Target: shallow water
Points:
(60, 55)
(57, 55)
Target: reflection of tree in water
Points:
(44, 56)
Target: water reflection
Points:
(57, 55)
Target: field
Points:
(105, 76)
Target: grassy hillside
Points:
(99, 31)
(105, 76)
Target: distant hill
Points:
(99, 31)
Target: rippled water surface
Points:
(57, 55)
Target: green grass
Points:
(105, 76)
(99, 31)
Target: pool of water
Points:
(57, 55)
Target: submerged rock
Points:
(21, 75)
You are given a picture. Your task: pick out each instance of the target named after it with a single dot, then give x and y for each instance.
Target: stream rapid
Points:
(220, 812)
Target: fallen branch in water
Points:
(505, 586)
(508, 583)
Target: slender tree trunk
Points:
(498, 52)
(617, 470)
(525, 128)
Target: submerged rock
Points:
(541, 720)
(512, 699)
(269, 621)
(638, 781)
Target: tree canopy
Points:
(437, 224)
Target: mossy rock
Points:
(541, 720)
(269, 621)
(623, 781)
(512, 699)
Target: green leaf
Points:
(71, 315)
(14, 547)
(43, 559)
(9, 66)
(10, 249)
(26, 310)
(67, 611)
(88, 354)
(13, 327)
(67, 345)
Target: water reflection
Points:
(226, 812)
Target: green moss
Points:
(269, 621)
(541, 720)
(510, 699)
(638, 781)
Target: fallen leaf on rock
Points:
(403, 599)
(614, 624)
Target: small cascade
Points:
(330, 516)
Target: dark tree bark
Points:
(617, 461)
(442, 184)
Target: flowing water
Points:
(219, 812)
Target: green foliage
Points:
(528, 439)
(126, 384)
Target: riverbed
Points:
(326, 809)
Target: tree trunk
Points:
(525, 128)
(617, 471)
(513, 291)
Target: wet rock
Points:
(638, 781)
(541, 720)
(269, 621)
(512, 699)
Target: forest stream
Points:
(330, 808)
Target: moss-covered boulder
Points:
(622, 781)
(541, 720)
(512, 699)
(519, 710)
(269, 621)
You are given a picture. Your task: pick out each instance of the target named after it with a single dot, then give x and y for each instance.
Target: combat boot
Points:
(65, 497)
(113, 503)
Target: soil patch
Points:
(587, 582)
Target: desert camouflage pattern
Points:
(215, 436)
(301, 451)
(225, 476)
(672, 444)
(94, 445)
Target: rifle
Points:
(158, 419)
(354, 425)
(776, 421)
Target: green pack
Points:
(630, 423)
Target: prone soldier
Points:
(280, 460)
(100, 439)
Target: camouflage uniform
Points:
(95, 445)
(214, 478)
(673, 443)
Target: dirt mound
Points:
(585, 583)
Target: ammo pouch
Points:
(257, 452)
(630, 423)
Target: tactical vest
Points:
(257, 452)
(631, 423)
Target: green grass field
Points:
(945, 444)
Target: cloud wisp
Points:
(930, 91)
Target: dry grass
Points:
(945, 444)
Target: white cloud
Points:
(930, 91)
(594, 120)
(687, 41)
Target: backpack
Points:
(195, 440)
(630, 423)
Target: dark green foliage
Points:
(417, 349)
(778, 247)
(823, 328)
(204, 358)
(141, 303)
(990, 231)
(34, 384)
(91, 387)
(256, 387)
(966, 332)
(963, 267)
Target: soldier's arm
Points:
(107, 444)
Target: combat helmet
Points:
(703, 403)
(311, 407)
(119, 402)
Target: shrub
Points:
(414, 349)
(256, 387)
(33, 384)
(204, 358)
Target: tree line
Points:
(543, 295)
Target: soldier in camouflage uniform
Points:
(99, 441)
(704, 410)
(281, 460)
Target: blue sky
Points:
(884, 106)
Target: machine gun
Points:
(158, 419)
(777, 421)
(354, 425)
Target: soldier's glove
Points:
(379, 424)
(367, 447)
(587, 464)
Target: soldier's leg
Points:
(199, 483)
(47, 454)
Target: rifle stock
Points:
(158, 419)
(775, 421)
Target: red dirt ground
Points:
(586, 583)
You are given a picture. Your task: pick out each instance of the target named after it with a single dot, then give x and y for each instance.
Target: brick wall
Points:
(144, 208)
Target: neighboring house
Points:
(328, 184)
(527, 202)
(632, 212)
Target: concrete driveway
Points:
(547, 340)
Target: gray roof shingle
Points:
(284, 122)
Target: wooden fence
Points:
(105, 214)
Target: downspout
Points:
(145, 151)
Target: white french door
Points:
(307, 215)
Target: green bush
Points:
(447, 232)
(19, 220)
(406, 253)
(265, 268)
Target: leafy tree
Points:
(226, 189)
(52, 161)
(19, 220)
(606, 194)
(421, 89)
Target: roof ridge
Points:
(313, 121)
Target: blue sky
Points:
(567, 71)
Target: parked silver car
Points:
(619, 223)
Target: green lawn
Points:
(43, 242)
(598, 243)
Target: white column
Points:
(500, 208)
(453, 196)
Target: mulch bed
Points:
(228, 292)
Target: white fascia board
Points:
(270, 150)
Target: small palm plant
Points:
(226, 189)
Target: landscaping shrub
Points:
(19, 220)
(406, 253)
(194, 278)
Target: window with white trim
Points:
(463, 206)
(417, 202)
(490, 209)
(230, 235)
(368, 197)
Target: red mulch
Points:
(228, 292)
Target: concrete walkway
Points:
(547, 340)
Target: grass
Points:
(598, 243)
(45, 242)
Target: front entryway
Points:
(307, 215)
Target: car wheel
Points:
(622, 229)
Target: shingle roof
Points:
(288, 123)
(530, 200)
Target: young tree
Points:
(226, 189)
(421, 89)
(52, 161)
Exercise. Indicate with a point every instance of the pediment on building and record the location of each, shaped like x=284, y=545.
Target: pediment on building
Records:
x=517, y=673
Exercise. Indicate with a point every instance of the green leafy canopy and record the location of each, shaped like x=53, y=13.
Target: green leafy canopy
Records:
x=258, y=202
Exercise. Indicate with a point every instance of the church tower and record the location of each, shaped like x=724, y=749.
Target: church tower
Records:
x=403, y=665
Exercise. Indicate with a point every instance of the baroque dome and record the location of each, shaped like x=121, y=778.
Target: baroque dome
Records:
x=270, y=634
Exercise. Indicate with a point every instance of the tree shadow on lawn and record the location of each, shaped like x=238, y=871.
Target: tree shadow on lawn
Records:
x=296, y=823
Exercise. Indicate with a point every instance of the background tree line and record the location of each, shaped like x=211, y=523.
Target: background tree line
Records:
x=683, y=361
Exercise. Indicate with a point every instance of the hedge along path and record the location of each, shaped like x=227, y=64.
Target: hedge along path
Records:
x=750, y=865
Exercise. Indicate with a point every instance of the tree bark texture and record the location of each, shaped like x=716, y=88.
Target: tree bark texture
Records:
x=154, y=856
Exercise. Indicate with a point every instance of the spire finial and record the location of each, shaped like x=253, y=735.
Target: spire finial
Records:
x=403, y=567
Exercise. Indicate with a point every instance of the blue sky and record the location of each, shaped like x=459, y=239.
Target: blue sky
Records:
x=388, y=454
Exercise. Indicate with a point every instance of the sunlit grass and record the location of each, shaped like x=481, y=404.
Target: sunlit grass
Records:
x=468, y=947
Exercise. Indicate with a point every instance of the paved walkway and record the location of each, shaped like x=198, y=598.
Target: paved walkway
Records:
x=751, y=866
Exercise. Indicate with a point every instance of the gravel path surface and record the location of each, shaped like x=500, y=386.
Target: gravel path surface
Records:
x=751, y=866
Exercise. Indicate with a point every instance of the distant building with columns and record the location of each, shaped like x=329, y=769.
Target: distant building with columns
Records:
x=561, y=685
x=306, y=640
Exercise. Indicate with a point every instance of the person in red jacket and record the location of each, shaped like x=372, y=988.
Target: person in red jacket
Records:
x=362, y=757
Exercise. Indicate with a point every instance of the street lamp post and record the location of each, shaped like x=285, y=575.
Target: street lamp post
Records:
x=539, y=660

### GIVEN PROBLEM
Format every line of the records above as a numbered list, leaving out any blank lines.

### EXERCISE RESULT
1. Target: shallow water
2. Points:
3. (60, 55)
4. (57, 55)
5. Target: reflection of tree in water
6. Points:
7. (44, 56)
8. Target: water reflection
9. Points:
10. (57, 55)
11. Target: field
12. Points:
13. (105, 76)
14. Target: grassy hillside
15. Points:
16. (99, 31)
17. (105, 76)
18. Target: distant hill
19. Points:
20. (99, 31)
21. Target: rippled water surface
22. Points:
23. (57, 55)
24. Target: green grass
25. Points:
26. (105, 76)
27. (99, 31)
28. Target: pool of water
29. Points:
30. (57, 55)
31. Target: submerged rock
32. Points:
33. (21, 75)
34. You are given a picture. Your task: pick out each instance of the target named after it with a single dot, then give x and y for each instance.
35. Target: stream rapid
36. Points:
37. (220, 812)
38. Target: fallen branch in water
39. Points:
40. (505, 586)
41. (508, 583)
42. Target: slender tree trunk
43. Points:
44. (498, 52)
45. (617, 470)
46. (525, 128)
47. Target: submerged rock
48. Points:
49. (541, 720)
50. (512, 699)
51. (269, 621)
52. (638, 781)
53. Target: tree canopy
54. Points:
55. (437, 224)
56. Target: mossy rock
57. Points:
58. (541, 720)
59. (269, 621)
60. (623, 781)
61. (512, 699)
62. Target: green leaf
63. Points:
64. (71, 315)
65. (14, 547)
66. (43, 559)
67. (9, 66)
68. (10, 249)
69. (26, 310)
70. (67, 611)
71. (88, 354)
72. (13, 327)
73. (67, 345)
74. Target: water reflection
75. Points:
76. (226, 812)
77. Target: green moss
78. Points:
79. (269, 621)
80. (541, 720)
81. (510, 699)
82. (638, 781)
83. Target: fallen leaf on rock
84. Points:
85. (403, 599)
86. (614, 624)
87. Target: small cascade
88. Points:
89. (330, 516)
90. Target: dark tree bark
91. Points:
92. (617, 461)
93. (442, 184)
94. Target: flowing water
95. Points:
96. (219, 812)
97. Target: green foliage
98. Points:
99. (528, 439)
100. (126, 384)
101. Target: riverbed
102. Points:
103. (326, 809)
104. Target: tree trunk
105. Points:
106. (525, 128)
107. (617, 471)
108. (513, 291)
109. Target: wet rock
110. Points:
111. (638, 781)
112. (541, 720)
113. (269, 621)
114. (512, 699)
115. Target: forest stream
116. Points:
117. (330, 808)
118. Target: moss-covered boulder
119. Points:
120. (622, 781)
121. (541, 720)
122. (512, 699)
123. (519, 710)
124. (269, 621)
125. You are given a picture. Your task: pick out each instance of the target named after it with a single dot, then give x and y for each instance.
126. Target: combat boot
127. Points:
128. (65, 497)
129. (113, 503)
130. Target: soil patch
131. Points:
132. (587, 582)
133. Target: desert camouflage pattern
134. Points:
135. (215, 436)
136. (301, 451)
137. (225, 476)
138. (672, 444)
139. (94, 445)
140. Target: rifle
141. Points:
142. (158, 419)
143. (354, 425)
144. (776, 421)
145. Target: green pack
146. Points:
147. (630, 423)
148. Target: prone soldier
149. Points:
150. (280, 460)
151. (100, 439)
152. Target: camouflage uniform
153. Points:
154. (95, 445)
155. (214, 478)
156. (673, 443)
157. Target: dirt mound
158. Points:
159. (585, 583)
160. Target: ammo pouch
161. Points:
162. (257, 452)
163. (630, 423)
164. Target: tactical vest
165. Points:
166. (257, 452)
167. (631, 423)
168. Target: green grass field
169. Points:
170. (945, 444)
171. Target: cloud wisp
172. Points:
173. (930, 91)
174. Target: dry grass
175. Points:
176. (945, 444)
177. Target: white cloud
178. Points:
179. (930, 91)
180. (594, 120)
181. (687, 41)
182. Target: backpack
183. Points:
184. (195, 440)
185. (630, 423)
186. Target: dark green foliage
187. Points:
188. (417, 349)
189. (778, 247)
190. (823, 328)
191. (204, 358)
192. (141, 303)
193. (990, 231)
194. (34, 384)
195. (91, 387)
196. (256, 387)
197. (966, 332)
198. (963, 267)
199. Target: soldier's arm
200. Points:
201. (107, 444)
202. Target: combat helmet
203. Points:
204. (703, 403)
205. (311, 407)
206. (119, 402)
207. Target: shrub
208. Points:
209. (414, 349)
210. (256, 387)
211. (33, 384)
212. (204, 358)
213. Target: tree line
214. Points:
215. (543, 295)
216. Target: soldier in camouflage uniform
217. Points:
218. (99, 441)
219. (704, 410)
220. (281, 460)
221. Target: blue sky
222. Points:
223. (884, 106)
224. Target: machine gun
225. Points:
226. (158, 419)
227. (777, 421)
228. (354, 425)
229. Target: soldier's glove
230. Points:
231. (379, 424)
232. (367, 447)
233. (587, 464)
234. Target: soldier's leg
235. Points:
236. (199, 483)
237. (47, 454)
238. Target: rifle stock
239. Points:
240. (158, 419)
241. (775, 421)
242. Target: red dirt ground
243. Points:
244. (586, 583)
245. You are given a picture. Your task: pick out each instance of the target named after it with a single dot, then give x and y for each instance.
246. Target: brick wall
247. Points:
248. (144, 208)
249. Target: neighboring house
250. Points:
251. (328, 184)
252. (527, 202)
253. (632, 212)
254. Target: concrete driveway
255. Points:
256. (547, 340)
257. Target: gray roof shingle
258. Points:
259. (284, 122)
260. Target: wooden fence
261. Points:
262. (105, 214)
263. Target: downspout
264. Points:
265. (145, 151)
266. Target: white french door
267. Points:
268. (307, 215)
269. Target: green bush
270. Points:
271. (447, 232)
272. (19, 220)
273. (406, 253)
274. (265, 268)
275. Target: leafy tree
276. Points:
277. (226, 189)
278. (52, 161)
279. (19, 220)
280. (606, 194)
281. (421, 89)
282. Target: roof ridge
283. Points:
284. (313, 121)
285. Target: blue sky
286. Points:
287. (567, 71)
288. Target: parked silver car
289. Points:
290. (619, 223)
291. Target: green lawn
292. Points:
293. (43, 242)
294. (598, 243)
295. Target: white column
296. Points:
297. (500, 208)
298. (453, 196)
299. Target: mulch bed
300. Points:
301. (228, 292)
302. Target: white fascia board
303. Points:
304. (270, 150)
305. Target: small palm plant
306. Points:
307. (226, 189)
308. Target: landscaping shrub
309. Points:
310. (19, 220)
311. (406, 253)
312. (194, 278)
313. Target: window with white trim
314. Points:
315. (463, 206)
316. (417, 202)
317. (490, 209)
318. (230, 235)
319. (368, 197)
320. Target: red mulch
321. Points:
322. (228, 292)
323. Target: concrete walkway
324. Points:
325. (547, 340)
326. Target: grass
327. Points:
328. (598, 243)
329. (45, 242)
330. Target: front entryway
331. Points:
332. (307, 215)
333. Target: car wheel
334. Points:
335. (622, 229)
336. Target: shingle roof
337. Points:
338. (288, 123)
339. (530, 200)
340. Target: young tree
341. Points:
342. (226, 189)
343. (421, 89)
344. (52, 161)
345. Exercise. Indicate with a point every instance of the pediment on building and record the location of each, shaped like x=284, y=545.
346. Target: pediment on building
347. Records:
348. x=517, y=673
349. Exercise. Indicate with a point every instance of the green leafy canopy and record the location of each, shaped like x=53, y=13.
350. Target: green leafy canopy
351. Records:
352. x=258, y=202
353. Exercise. Indicate with a point every instance of the church tower and record the location of each, shaped like x=724, y=749.
354. Target: church tower
355. Records:
356. x=403, y=665
357. Exercise. Indicate with a point every instance of the baroque dome and record the location of each, shaped like x=121, y=778.
358. Target: baroque dome
359. Records:
360. x=270, y=634
361. Exercise. Indicate with a point every instance of the tree shadow on lawn and record the location of each, shaped like x=238, y=871.
362. Target: tree shadow on lawn
363. Records:
364. x=296, y=823
365. Exercise. Indicate with a point every instance of the background tree line and record the location of each, shaped like x=211, y=523.
366. Target: background tree line
367. Records:
368. x=683, y=361
369. Exercise. Indicate with a point every instance of the hedge along path and record the location of each, shaped like x=227, y=64.
370. Target: hedge along path
371. Records:
372. x=750, y=865
373. Exercise. Indicate with a point every instance of the tree bark texture and record the location of each, shaped like x=716, y=88.
374. Target: tree bark texture
375. Records:
376. x=154, y=856
377. Exercise. Indicate with a point every instance of the spire finial and record the location of each, shaped like x=253, y=735.
378. Target: spire finial
379. Records:
380. x=403, y=567
381. Exercise. Indicate with a point every instance of the blue sky and record the location of each, shaped like x=459, y=239.
382. Target: blue sky
383. Records:
384. x=388, y=454
385. Exercise. Indicate with a point every instance of the sunlit grass and record the location of each, shaped like x=481, y=404.
386. Target: sunlit grass
387. Records:
388. x=468, y=947
389. Exercise. Indicate with a point every instance of the paved walkway and record the location of each, shaped like x=198, y=598.
390. Target: paved walkway
391. Records:
392. x=751, y=866
393. Exercise. Indicate with a point every instance of the gravel path surface and record the location of each, shaped like x=500, y=386.
394. Target: gravel path surface
395. Records:
396. x=751, y=866
397. Exercise. Indicate with a point every instance of the distant building with columns and record the location of each, shaped like x=329, y=769.
398. Target: distant building with columns
399. Records:
400. x=561, y=685
401. x=306, y=640
402. Exercise. Indicate with a point every instance of the person in red jacket and record the location of each, shaped like x=372, y=988.
403. Target: person in red jacket
404. Records:
405. x=362, y=757
406. Exercise. Indicate with a point every instance of the street lamp post and record the location of each, shaped like x=285, y=575.
407. Target: street lamp post
408. Records:
409. x=539, y=660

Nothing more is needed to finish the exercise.